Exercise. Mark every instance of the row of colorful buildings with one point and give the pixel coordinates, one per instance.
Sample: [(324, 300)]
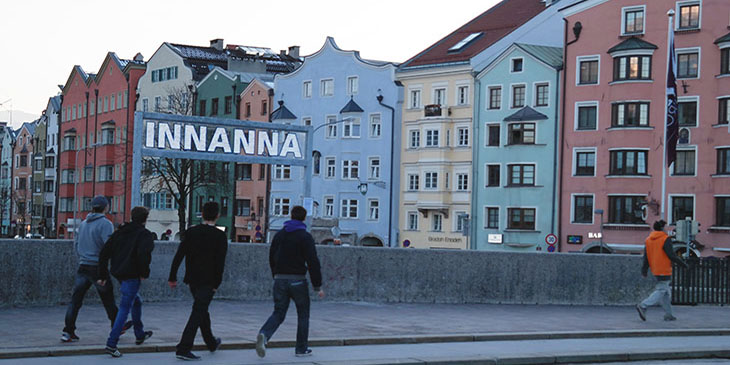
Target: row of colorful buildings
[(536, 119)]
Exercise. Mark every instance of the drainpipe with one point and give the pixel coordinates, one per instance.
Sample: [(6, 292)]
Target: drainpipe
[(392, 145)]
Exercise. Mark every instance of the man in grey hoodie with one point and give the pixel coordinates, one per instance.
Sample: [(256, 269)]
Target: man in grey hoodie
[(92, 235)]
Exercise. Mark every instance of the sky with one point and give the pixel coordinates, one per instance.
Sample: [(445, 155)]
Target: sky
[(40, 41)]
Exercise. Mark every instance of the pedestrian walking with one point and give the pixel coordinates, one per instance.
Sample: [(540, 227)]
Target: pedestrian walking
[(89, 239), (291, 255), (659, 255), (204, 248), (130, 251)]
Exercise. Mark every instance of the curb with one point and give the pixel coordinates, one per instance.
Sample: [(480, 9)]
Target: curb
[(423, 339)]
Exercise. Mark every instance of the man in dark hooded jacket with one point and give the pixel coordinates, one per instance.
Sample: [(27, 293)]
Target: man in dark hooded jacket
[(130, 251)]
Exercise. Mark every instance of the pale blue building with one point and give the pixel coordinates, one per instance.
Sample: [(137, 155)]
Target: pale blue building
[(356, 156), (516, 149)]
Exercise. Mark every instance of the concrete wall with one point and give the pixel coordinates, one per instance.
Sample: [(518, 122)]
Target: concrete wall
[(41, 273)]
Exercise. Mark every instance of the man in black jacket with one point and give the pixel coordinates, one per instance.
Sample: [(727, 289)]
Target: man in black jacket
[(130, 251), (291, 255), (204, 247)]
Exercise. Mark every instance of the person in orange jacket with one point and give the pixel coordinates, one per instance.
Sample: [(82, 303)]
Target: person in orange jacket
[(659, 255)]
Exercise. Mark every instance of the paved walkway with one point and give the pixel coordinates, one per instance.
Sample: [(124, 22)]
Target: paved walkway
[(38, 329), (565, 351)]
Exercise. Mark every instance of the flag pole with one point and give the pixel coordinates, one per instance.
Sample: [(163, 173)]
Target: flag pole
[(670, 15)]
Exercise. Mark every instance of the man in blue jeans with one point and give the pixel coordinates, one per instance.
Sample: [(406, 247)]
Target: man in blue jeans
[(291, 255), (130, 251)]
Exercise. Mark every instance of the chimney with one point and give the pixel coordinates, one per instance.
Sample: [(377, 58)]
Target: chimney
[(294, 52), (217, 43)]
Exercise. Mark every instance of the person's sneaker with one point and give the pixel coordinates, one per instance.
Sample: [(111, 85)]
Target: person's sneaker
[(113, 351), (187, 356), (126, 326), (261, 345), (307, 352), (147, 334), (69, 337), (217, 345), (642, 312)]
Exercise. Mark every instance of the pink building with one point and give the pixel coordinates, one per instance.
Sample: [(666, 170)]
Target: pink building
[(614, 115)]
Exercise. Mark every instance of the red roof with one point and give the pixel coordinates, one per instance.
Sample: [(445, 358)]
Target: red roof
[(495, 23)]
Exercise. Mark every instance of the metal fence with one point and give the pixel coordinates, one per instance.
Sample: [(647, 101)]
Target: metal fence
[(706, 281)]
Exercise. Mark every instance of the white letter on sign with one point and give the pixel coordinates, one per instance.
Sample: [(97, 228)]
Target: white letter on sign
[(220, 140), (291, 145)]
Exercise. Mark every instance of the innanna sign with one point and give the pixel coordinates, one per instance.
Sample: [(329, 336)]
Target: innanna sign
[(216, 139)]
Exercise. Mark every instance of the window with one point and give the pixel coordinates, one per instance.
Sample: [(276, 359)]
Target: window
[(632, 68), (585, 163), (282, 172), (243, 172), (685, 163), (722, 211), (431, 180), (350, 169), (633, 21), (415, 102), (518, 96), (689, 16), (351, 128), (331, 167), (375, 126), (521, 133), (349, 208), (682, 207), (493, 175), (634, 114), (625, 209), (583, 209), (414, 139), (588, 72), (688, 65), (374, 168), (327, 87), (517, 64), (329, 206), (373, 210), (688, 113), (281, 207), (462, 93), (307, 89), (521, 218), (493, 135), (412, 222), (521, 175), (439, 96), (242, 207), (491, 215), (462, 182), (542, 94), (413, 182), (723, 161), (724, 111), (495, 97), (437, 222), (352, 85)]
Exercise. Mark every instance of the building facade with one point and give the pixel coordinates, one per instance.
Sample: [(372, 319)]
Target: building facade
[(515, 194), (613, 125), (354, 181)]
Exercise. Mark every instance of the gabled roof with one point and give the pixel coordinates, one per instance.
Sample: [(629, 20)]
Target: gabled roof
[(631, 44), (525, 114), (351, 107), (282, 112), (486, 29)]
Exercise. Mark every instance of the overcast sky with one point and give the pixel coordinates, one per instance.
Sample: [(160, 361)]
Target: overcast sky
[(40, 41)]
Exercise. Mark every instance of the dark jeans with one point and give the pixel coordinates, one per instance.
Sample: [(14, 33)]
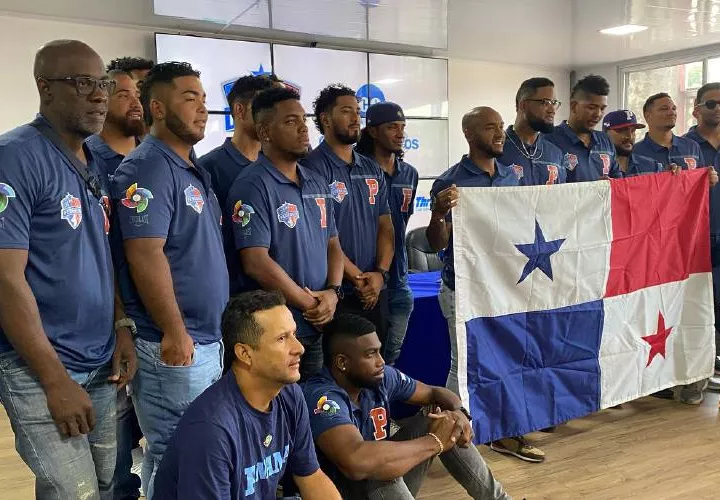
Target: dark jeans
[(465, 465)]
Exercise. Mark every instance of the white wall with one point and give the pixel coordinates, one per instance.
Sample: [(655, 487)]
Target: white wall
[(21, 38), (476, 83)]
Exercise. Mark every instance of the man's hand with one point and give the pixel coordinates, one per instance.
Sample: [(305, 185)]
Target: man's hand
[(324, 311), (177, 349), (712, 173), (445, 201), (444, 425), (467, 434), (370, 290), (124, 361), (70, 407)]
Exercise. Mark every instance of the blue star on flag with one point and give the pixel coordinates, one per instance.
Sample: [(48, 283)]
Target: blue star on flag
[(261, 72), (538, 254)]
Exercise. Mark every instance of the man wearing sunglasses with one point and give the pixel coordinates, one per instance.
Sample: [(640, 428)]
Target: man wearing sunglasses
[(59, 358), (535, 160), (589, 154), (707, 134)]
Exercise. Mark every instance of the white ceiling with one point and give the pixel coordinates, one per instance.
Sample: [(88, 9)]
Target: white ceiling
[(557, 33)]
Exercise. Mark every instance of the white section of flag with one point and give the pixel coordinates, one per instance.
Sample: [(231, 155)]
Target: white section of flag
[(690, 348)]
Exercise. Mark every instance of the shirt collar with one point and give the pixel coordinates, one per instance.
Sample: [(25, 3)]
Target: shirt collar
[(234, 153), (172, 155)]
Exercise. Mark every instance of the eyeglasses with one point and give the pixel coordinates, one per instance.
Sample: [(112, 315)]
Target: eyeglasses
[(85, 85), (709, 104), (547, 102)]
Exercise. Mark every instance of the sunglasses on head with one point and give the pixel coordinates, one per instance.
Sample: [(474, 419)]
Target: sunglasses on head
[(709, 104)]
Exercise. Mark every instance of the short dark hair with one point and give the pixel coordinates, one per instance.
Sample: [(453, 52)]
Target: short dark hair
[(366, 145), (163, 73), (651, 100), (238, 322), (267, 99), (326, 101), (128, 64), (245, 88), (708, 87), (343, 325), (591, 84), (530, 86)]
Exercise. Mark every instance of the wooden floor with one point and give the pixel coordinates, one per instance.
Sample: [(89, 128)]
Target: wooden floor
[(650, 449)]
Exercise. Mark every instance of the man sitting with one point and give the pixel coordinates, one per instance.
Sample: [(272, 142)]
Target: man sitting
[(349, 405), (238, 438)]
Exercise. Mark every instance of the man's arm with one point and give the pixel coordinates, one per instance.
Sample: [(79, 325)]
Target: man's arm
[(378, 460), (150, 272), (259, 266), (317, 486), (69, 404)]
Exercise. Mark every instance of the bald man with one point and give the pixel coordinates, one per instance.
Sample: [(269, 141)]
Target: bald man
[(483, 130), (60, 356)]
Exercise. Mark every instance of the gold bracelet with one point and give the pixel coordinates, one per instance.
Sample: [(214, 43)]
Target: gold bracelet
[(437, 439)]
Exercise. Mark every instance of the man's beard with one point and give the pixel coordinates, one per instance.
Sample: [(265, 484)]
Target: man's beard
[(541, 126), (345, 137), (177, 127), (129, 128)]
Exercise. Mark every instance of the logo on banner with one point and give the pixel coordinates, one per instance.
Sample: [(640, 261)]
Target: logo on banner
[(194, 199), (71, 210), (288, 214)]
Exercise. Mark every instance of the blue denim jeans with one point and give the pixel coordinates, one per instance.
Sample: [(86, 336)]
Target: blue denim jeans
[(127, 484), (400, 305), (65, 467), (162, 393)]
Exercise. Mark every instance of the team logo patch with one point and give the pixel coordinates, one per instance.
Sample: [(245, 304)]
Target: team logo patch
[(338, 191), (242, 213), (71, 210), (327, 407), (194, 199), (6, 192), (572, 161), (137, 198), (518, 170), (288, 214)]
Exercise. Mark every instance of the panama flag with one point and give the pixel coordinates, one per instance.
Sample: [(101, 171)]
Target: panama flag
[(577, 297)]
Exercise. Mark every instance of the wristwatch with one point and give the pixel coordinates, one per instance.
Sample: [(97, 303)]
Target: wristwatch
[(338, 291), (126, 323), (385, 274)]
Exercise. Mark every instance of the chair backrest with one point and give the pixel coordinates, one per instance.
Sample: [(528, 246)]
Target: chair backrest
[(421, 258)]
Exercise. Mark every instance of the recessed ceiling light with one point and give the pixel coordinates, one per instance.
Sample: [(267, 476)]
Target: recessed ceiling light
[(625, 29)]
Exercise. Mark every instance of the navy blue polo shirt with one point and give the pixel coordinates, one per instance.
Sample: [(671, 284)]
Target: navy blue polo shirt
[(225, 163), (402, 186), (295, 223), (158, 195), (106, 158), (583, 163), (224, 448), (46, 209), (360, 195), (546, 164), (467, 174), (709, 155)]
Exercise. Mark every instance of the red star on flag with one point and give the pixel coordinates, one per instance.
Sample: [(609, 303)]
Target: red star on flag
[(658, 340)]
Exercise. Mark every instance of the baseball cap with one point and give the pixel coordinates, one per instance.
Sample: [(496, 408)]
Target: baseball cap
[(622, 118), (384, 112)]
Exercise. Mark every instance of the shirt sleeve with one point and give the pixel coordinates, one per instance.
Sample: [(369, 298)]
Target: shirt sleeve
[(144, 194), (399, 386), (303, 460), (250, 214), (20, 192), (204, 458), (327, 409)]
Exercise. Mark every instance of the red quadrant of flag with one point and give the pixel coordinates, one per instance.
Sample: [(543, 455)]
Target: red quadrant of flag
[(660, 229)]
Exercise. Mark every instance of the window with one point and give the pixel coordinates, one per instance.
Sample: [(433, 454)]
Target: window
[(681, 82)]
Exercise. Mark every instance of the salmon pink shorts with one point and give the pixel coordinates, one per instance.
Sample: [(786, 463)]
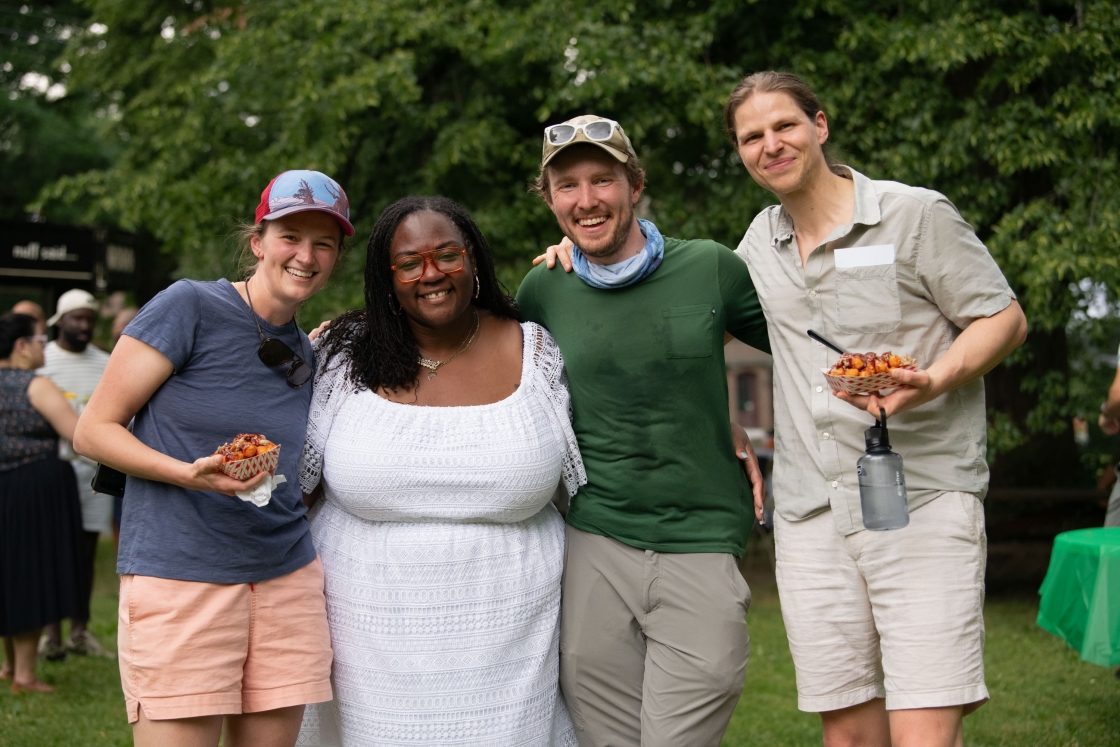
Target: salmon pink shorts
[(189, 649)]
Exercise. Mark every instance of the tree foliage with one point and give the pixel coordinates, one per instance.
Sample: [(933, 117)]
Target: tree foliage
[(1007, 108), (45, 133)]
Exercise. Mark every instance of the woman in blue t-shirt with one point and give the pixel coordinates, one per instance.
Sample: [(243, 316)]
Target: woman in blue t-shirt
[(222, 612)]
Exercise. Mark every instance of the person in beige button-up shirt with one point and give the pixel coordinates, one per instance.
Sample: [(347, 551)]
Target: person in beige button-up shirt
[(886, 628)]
===============
### Stated task
Update the items from the line containing "Exercise. Mark every instance of the chair" through the line containing "[(660, 229)]", replacing "flag" with "banner" and leaving everything else unchanged. Return only those lines.

### Output for this exercise
Exercise. Mark every instance of the chair backrest with one point and give the pixel coordinates, one per instance.
Sample: [(528, 246)]
Target: chair backrest
[(421, 258)]
Exercise. Mark every instance of the recessed ceiling light with one point and give the pixel coordinates, one per instance.
Sample: [(267, 476)]
Target: recessed ceiling light
[(625, 29)]
Exercise. Mark every instance of the navy blue polo shirt with one point and give the pixel coordinates, one per instance.
Sample: [(671, 284)]
Target: navy blue polo shirt
[(225, 163), (402, 186), (295, 223), (158, 195), (106, 158), (583, 163), (224, 448), (46, 209), (360, 195), (546, 164), (467, 174), (709, 155)]
Exercise. Mark every instance of the red star on banner with one point and give the pixel coordinates, one per instance.
Sample: [(609, 303)]
Target: red star on banner
[(658, 340)]
Exercise. Mark every instance of the baseball cap with one point and give the pixel coordinates, one per instance.
Sample: [(496, 408)]
Target: baseball cap
[(622, 118), (384, 112)]
Exercise. Mark every instance of the shirt sleeve with one point and give the pixel coordinates, one per instance.
Sample: [(369, 298)]
Target: shirt sleeve
[(144, 194), (399, 386), (303, 460), (250, 214), (20, 192), (204, 458), (327, 409)]
Exercise. Mark every instance of the red quadrant of banner with one point and give the pixel coordinates, one per instance.
Sample: [(543, 455)]
Target: red quadrant of banner
[(660, 229)]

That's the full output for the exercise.